Which lines in the data below contain the word "outline"? Pull each of them out.

INPUT DATA section start

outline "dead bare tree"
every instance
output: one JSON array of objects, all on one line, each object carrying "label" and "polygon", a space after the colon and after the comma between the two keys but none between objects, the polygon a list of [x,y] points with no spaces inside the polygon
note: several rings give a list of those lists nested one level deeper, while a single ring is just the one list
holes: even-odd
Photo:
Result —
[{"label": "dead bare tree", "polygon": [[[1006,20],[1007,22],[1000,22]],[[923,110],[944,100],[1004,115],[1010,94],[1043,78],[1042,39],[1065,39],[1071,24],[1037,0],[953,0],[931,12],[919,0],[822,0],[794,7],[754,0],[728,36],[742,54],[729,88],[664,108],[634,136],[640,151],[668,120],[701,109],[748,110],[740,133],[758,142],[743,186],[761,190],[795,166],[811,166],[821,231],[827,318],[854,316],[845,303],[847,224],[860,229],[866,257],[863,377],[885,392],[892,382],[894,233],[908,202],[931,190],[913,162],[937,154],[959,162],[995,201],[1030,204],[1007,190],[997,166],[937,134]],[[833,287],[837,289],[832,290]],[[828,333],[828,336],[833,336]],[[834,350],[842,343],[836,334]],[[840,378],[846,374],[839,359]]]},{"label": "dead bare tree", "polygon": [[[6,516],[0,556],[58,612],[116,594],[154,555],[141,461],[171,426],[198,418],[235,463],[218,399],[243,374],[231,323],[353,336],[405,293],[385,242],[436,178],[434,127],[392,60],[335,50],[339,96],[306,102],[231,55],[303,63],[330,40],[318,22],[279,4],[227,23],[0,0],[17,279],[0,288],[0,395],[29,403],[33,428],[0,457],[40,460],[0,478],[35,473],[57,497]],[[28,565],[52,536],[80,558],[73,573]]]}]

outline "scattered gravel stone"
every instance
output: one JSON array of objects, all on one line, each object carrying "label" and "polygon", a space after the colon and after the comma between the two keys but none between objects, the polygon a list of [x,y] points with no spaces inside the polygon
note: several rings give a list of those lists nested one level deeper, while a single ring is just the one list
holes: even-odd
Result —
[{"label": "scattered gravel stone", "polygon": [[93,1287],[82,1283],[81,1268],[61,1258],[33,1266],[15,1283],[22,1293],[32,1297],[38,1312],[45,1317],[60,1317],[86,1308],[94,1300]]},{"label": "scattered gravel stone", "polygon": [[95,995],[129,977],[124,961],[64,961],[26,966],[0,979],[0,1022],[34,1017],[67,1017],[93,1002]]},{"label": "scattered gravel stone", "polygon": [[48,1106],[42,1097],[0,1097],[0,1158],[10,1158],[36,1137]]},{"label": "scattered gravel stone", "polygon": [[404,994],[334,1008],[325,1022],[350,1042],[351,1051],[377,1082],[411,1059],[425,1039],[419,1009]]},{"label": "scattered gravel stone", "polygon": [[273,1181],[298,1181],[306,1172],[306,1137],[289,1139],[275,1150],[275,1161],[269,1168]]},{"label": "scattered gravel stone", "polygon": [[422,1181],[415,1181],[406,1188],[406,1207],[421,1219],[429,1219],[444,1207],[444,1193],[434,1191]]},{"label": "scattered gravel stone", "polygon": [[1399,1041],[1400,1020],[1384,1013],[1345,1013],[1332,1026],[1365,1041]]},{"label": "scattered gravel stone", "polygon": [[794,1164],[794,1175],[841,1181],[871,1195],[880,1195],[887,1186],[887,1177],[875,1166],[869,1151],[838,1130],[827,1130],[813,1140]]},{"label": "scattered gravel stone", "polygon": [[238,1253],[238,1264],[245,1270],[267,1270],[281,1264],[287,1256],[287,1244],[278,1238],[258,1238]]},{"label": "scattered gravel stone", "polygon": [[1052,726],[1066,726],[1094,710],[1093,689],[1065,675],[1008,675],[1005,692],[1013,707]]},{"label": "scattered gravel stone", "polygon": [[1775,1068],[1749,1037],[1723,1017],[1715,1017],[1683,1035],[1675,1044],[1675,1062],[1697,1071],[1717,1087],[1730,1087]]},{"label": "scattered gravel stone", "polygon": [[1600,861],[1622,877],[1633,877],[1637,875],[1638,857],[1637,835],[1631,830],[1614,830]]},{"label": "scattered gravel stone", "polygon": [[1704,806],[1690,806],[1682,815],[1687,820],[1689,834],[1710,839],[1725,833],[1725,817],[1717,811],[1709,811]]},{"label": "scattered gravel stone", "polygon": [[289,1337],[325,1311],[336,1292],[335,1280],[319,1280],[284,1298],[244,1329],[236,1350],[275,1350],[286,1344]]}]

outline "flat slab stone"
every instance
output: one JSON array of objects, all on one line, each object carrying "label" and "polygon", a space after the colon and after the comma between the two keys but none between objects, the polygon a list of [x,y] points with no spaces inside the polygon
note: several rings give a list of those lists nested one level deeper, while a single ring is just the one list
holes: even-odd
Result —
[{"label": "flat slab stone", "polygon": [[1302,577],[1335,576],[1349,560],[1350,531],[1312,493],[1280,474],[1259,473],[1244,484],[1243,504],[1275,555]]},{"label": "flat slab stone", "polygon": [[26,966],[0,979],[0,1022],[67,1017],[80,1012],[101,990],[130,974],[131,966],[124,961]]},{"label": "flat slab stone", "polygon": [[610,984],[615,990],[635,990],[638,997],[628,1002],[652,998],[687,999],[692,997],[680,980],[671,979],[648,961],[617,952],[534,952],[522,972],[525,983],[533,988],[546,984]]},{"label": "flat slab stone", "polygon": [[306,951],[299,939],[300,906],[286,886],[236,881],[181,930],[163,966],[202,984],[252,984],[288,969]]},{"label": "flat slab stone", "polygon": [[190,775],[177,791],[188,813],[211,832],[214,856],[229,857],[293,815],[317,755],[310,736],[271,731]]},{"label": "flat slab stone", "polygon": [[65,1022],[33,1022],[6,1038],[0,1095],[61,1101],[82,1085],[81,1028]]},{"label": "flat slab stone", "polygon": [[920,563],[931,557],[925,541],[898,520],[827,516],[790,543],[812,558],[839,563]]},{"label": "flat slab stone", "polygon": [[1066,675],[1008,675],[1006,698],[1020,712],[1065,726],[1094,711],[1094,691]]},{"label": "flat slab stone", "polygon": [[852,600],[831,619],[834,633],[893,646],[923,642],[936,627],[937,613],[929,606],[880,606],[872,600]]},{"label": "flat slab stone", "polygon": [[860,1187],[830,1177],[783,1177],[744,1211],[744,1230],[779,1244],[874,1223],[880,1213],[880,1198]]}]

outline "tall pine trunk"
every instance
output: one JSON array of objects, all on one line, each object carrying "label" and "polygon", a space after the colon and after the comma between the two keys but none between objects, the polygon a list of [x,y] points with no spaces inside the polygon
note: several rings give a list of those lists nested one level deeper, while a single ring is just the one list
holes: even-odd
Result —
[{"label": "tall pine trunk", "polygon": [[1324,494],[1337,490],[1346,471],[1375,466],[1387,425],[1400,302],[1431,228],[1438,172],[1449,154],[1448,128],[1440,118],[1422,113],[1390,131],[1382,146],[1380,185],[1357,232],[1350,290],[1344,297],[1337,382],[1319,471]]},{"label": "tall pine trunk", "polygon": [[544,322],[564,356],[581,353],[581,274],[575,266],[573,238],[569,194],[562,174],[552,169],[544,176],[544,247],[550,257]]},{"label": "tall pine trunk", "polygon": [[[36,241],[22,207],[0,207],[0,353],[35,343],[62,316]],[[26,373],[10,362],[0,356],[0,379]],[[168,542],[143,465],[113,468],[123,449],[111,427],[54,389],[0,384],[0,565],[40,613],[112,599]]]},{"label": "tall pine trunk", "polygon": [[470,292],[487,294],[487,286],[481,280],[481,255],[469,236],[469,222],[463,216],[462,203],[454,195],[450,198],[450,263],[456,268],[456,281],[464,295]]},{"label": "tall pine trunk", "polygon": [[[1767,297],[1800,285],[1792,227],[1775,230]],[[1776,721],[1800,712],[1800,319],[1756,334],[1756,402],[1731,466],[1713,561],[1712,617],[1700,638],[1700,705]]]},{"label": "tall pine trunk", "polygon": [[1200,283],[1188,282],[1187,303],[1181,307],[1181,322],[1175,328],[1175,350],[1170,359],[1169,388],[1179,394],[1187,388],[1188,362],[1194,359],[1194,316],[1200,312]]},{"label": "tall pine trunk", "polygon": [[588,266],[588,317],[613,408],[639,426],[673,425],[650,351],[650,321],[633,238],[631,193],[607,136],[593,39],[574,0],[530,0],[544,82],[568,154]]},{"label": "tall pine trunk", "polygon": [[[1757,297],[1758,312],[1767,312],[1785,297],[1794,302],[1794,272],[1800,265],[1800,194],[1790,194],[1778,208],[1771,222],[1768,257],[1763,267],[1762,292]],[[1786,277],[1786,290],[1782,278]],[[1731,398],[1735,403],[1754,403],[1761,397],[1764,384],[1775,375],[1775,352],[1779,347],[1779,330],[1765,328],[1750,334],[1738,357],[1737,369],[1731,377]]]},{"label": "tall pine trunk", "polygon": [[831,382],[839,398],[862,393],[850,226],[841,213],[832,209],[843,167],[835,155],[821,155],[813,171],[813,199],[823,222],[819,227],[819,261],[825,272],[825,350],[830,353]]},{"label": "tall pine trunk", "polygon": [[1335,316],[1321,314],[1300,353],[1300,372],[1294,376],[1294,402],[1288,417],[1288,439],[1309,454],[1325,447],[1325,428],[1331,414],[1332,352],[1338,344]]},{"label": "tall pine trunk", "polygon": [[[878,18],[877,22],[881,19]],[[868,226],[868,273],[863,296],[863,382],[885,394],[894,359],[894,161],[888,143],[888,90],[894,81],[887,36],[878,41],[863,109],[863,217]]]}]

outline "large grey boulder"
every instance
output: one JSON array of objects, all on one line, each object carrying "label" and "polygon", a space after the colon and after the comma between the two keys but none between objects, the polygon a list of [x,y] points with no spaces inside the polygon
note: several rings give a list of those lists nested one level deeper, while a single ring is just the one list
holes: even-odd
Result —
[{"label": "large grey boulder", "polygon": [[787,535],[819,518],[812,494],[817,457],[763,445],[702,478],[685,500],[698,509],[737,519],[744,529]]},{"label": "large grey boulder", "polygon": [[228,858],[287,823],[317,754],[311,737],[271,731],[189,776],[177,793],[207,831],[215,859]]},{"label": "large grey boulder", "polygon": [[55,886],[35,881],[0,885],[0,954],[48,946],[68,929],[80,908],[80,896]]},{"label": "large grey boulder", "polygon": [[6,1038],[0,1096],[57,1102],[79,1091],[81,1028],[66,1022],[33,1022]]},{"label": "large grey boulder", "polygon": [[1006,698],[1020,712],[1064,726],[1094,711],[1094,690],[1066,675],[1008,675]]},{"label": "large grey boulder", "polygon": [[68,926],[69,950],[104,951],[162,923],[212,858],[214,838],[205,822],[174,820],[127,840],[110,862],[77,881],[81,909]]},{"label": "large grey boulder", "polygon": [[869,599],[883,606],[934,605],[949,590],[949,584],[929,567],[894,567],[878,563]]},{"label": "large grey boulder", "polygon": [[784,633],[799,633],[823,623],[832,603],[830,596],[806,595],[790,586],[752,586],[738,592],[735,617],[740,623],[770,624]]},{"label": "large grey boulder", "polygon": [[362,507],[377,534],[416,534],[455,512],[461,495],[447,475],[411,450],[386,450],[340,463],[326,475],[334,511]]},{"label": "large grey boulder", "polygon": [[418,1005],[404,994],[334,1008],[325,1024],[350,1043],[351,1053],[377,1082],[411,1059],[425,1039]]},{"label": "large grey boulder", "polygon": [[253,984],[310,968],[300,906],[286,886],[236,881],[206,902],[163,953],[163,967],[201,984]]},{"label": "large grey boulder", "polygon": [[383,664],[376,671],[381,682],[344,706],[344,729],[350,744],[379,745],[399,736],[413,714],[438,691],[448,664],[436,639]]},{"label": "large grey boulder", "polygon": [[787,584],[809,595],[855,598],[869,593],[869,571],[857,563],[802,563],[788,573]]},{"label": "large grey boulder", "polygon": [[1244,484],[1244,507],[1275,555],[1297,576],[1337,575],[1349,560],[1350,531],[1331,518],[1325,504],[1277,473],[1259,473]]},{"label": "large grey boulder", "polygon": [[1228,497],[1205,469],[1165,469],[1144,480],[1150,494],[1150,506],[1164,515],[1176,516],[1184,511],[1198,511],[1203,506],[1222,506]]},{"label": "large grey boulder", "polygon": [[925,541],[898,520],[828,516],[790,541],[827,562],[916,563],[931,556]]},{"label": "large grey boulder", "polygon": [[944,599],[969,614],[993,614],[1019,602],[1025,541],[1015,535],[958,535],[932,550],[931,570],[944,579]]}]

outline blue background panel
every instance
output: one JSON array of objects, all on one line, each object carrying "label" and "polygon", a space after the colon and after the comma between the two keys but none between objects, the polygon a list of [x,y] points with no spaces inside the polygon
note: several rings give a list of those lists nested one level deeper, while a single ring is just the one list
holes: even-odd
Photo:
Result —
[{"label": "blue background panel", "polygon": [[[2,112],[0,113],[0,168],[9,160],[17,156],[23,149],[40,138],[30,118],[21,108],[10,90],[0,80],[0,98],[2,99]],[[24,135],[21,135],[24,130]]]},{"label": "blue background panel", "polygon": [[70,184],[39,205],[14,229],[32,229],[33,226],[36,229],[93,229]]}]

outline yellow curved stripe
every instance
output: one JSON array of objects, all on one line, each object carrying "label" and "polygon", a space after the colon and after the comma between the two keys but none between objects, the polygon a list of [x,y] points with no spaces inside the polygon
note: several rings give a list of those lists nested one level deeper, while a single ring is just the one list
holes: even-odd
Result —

INPUT DATA section end

# RESULT FOR THIS EXERCISE
outline "dead bare tree"
outline "scattered gravel stone"
outline "flat slab stone"
outline "tall pine trunk"
outline "large grey boulder"
outline blue background panel
outline yellow curved stripe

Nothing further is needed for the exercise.